- REQUIREMENTS: Find every line in the records that contains the word "black" and copy each of those lines.

(Excerpts of pointing records)
——

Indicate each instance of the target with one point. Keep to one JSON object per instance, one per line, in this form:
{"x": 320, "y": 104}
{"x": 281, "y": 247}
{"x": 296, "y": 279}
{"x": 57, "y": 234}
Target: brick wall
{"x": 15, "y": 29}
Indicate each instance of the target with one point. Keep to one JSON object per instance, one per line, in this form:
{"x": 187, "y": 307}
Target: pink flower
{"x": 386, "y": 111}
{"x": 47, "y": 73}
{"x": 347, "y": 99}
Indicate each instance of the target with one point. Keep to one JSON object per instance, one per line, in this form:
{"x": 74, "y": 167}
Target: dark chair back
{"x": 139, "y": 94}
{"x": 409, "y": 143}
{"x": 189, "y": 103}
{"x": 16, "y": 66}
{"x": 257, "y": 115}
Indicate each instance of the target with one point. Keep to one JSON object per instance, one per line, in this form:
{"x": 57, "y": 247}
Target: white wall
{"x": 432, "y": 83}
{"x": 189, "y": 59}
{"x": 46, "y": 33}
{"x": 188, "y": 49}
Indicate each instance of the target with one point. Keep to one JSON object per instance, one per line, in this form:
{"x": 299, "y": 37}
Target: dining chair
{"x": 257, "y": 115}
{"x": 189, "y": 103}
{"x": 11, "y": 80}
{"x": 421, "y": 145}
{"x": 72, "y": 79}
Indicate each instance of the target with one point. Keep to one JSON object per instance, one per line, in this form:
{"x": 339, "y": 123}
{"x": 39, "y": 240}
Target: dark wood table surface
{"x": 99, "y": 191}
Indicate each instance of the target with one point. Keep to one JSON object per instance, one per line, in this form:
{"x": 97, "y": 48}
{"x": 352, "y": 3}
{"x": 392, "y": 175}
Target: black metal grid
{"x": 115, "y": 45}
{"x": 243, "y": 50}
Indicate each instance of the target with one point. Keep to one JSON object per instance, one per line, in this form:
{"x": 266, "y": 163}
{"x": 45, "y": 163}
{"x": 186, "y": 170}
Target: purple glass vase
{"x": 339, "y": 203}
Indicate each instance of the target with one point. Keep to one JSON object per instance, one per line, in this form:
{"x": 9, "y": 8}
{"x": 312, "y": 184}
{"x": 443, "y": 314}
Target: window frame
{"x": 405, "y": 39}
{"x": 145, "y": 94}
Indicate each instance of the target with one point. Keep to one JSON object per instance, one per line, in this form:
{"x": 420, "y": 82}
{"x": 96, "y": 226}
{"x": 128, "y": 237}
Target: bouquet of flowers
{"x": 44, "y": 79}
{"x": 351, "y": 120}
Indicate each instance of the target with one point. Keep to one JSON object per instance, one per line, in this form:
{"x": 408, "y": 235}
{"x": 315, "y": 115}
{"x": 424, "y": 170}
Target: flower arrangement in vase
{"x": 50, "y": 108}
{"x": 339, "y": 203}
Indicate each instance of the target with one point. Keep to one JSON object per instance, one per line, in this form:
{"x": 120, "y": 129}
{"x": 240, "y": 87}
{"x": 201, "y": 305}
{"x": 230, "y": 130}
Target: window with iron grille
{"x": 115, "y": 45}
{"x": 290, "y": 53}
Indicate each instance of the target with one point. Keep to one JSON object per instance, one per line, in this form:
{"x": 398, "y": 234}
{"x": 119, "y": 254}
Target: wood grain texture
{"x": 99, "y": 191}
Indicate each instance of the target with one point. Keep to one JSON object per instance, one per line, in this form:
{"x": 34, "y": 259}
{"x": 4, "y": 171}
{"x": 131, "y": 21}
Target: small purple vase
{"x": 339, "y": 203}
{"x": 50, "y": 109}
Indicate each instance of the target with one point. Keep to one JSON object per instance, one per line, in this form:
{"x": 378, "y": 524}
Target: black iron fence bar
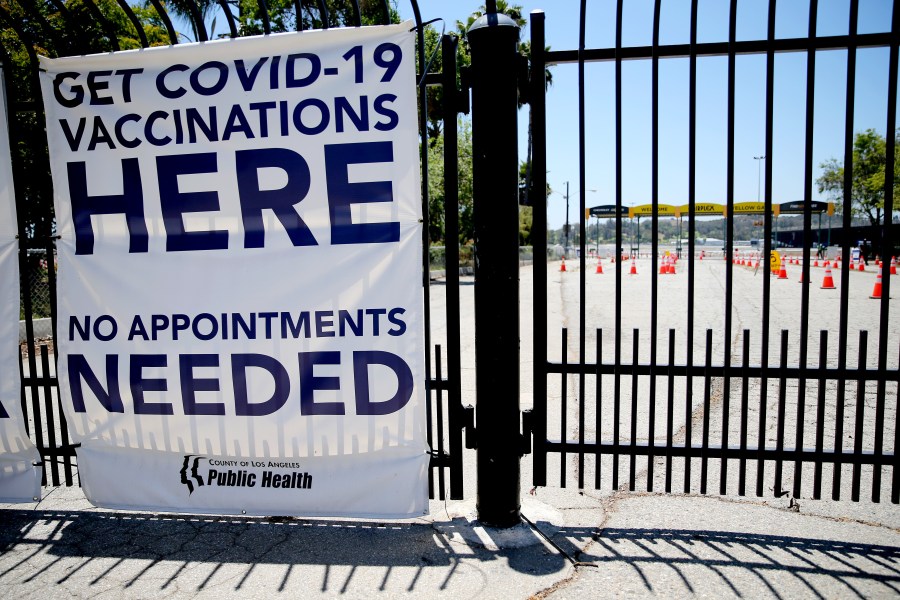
{"x": 582, "y": 272}
{"x": 692, "y": 230}
{"x": 440, "y": 423}
{"x": 886, "y": 243}
{"x": 860, "y": 429}
{"x": 895, "y": 483}
{"x": 740, "y": 47}
{"x": 707, "y": 402}
{"x": 807, "y": 228}
{"x": 731, "y": 453}
{"x": 538, "y": 195}
{"x": 104, "y": 23}
{"x": 564, "y": 397}
{"x": 670, "y": 411}
{"x": 654, "y": 227}
{"x": 598, "y": 424}
{"x": 719, "y": 370}
{"x": 50, "y": 414}
{"x": 232, "y": 26}
{"x": 782, "y": 408}
{"x": 167, "y": 22}
{"x": 138, "y": 29}
{"x": 767, "y": 244}
{"x": 729, "y": 237}
{"x": 843, "y": 322}
{"x": 451, "y": 234}
{"x": 634, "y": 398}
{"x": 745, "y": 411}
{"x": 617, "y": 381}
{"x": 35, "y": 15}
{"x": 820, "y": 415}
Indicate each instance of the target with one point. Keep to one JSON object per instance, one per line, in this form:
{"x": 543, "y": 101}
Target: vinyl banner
{"x": 20, "y": 478}
{"x": 240, "y": 274}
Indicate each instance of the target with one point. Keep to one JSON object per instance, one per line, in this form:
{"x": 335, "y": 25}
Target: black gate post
{"x": 493, "y": 39}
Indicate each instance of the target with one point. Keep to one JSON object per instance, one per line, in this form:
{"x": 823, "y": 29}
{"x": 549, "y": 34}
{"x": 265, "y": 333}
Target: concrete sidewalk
{"x": 573, "y": 546}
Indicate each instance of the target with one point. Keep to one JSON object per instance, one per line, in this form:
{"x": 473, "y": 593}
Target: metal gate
{"x": 96, "y": 26}
{"x": 762, "y": 405}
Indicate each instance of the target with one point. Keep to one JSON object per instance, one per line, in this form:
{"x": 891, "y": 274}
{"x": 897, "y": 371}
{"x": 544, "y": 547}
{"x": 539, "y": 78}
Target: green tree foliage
{"x": 436, "y": 195}
{"x": 868, "y": 178}
{"x": 29, "y": 29}
{"x": 283, "y": 17}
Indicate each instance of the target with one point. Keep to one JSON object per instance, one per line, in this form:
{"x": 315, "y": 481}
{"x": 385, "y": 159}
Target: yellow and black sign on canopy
{"x": 605, "y": 211}
{"x": 702, "y": 209}
{"x": 749, "y": 208}
{"x": 646, "y": 210}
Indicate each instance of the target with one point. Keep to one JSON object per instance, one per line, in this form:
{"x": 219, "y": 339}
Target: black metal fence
{"x": 29, "y": 27}
{"x": 744, "y": 398}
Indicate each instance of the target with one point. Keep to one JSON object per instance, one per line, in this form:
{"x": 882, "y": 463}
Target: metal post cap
{"x": 492, "y": 20}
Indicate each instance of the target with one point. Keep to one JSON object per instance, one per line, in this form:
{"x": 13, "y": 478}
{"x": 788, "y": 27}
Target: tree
{"x": 436, "y": 195}
{"x": 283, "y": 17}
{"x": 54, "y": 29}
{"x": 868, "y": 178}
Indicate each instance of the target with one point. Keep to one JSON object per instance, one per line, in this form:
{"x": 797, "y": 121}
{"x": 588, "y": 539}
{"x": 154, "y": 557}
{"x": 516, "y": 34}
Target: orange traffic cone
{"x": 782, "y": 274}
{"x": 876, "y": 291}
{"x": 828, "y": 282}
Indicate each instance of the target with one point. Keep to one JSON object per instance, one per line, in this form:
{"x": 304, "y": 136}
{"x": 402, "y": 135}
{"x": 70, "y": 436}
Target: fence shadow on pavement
{"x": 151, "y": 554}
{"x": 155, "y": 554}
{"x": 648, "y": 561}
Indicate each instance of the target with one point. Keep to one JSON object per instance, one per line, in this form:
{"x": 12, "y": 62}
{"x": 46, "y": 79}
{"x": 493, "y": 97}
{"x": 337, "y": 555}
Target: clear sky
{"x": 790, "y": 98}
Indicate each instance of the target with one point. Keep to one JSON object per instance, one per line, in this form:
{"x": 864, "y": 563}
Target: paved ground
{"x": 574, "y": 543}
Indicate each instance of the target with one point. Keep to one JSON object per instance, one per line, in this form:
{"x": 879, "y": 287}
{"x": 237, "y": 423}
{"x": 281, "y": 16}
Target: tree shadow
{"x": 124, "y": 550}
{"x": 733, "y": 561}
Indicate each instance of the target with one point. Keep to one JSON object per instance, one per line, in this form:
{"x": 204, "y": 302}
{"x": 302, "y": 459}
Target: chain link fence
{"x": 36, "y": 283}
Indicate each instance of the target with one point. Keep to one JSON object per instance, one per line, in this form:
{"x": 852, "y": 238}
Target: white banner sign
{"x": 240, "y": 293}
{"x": 20, "y": 479}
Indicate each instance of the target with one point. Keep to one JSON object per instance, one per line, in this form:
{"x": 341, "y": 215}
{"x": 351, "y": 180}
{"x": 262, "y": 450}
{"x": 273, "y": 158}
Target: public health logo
{"x": 193, "y": 465}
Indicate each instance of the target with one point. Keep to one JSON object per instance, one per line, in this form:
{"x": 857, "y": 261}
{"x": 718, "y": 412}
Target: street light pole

——

- THE SOLUTION:
Target: black metal grid
Target: black iron fence bar
Target: black gate post
Target: yellow and black sign on canopy
Target: black metal fence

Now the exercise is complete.